Copy the lines below exactly. Start at the first and finish with the line containing "Target: calm lake water".

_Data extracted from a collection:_
▼

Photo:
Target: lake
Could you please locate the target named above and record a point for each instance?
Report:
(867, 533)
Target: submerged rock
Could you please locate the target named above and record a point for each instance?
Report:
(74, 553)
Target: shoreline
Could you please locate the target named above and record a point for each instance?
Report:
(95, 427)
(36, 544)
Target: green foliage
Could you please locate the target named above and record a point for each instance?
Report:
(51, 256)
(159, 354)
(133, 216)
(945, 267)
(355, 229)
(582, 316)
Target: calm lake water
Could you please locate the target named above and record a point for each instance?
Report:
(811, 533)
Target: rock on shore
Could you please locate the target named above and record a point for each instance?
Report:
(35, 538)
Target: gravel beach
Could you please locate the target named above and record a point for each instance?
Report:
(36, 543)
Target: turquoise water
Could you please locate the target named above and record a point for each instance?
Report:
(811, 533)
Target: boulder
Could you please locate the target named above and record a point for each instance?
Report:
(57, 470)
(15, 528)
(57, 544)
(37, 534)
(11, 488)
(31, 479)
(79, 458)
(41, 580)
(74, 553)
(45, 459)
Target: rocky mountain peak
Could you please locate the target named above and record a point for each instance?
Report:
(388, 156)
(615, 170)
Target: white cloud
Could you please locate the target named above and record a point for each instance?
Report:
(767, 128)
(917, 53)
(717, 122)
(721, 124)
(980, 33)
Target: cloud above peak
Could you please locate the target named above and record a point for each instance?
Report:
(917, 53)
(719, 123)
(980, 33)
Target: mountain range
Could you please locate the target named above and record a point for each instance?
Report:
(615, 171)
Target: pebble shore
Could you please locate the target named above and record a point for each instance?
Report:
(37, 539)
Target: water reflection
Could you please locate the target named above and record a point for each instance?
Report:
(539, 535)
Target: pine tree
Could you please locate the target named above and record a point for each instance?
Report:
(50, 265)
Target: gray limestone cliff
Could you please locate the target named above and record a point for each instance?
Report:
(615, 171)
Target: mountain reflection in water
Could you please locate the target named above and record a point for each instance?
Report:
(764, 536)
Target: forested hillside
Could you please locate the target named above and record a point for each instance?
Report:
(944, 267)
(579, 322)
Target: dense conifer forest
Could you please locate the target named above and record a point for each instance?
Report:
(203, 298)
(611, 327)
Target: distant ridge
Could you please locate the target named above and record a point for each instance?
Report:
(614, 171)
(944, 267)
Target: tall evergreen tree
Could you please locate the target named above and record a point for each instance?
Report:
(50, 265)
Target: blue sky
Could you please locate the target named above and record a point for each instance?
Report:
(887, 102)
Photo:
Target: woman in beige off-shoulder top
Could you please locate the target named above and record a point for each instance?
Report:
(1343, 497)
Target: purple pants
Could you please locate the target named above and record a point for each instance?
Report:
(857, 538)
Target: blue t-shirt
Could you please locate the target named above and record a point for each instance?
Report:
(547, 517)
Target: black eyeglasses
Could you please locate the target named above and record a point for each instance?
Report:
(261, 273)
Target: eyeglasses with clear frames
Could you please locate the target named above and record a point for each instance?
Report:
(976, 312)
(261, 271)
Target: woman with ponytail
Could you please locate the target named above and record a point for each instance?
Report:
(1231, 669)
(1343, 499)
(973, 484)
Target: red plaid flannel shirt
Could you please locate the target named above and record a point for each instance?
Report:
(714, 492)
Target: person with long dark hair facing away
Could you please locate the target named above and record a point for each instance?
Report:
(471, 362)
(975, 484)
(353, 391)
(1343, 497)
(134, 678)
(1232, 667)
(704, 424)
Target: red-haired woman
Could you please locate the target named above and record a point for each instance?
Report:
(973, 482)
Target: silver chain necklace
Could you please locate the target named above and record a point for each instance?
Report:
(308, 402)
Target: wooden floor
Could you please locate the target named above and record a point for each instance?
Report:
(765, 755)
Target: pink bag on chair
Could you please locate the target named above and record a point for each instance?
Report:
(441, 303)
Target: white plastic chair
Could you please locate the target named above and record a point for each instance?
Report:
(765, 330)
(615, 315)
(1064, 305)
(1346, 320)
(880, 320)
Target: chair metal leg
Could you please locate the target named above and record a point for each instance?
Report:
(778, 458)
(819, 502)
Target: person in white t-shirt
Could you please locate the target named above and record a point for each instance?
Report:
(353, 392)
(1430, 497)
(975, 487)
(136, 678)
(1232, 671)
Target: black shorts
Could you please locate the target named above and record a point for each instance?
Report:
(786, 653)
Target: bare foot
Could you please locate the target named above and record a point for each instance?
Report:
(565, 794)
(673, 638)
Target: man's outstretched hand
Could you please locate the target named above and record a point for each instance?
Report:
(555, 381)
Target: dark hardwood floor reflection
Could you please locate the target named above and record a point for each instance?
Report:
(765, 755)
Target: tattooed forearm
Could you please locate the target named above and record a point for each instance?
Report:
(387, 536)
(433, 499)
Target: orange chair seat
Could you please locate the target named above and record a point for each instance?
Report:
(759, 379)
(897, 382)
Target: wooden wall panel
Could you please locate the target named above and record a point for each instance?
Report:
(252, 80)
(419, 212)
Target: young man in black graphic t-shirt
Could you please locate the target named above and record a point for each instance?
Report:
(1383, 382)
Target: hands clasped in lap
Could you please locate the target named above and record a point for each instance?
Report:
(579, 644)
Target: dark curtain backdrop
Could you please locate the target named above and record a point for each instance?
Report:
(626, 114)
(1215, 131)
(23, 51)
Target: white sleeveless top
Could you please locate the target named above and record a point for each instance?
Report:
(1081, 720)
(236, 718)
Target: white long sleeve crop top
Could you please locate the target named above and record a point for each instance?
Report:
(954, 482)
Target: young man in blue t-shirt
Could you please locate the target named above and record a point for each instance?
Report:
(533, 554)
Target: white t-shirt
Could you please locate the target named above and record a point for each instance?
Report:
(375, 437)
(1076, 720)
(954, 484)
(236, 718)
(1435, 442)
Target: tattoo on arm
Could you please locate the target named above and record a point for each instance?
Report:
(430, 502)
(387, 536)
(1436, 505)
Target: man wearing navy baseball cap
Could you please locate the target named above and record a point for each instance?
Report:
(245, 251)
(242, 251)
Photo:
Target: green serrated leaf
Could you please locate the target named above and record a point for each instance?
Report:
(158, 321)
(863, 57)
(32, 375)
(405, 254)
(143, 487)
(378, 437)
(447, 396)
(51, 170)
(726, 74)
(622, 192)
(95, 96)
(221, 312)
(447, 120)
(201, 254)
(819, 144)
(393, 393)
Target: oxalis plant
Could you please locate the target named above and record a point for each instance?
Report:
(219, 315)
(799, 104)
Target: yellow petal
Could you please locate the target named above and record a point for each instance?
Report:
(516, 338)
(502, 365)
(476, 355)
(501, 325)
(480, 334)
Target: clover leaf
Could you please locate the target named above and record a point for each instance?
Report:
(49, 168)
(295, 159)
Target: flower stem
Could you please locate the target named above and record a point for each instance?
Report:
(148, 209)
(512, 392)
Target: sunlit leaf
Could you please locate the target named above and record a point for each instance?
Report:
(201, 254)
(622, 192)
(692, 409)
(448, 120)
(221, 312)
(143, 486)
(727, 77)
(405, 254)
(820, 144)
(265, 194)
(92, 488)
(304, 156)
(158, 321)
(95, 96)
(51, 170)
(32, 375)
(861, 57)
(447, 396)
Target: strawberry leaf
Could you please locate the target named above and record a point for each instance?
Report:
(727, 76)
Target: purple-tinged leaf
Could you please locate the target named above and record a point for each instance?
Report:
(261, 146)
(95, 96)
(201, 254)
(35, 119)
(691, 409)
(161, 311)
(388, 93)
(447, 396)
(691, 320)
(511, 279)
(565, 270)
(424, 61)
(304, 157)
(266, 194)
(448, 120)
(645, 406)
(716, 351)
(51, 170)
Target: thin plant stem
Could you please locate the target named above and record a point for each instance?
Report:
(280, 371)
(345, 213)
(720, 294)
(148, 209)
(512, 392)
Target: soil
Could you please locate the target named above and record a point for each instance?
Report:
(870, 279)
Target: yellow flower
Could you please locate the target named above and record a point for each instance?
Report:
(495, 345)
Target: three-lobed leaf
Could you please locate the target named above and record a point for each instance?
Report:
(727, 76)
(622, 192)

▲

_EXERCISE SOLUTION:_
Photo:
Target: lake
Could you please locate the target named above and record a point for each instance?
Report:
(867, 533)
Target: submerged rock
Could you please locate the target named above and record a point for each instance?
Report:
(74, 553)
Target: shoreline
Could you please locate the target named above and record a point for each instance?
Report:
(95, 427)
(36, 544)
Target: green foliage
Could you please locate the target named above and record a point for each instance?
Report:
(51, 256)
(159, 354)
(133, 216)
(945, 267)
(355, 229)
(582, 316)
Target: calm lake water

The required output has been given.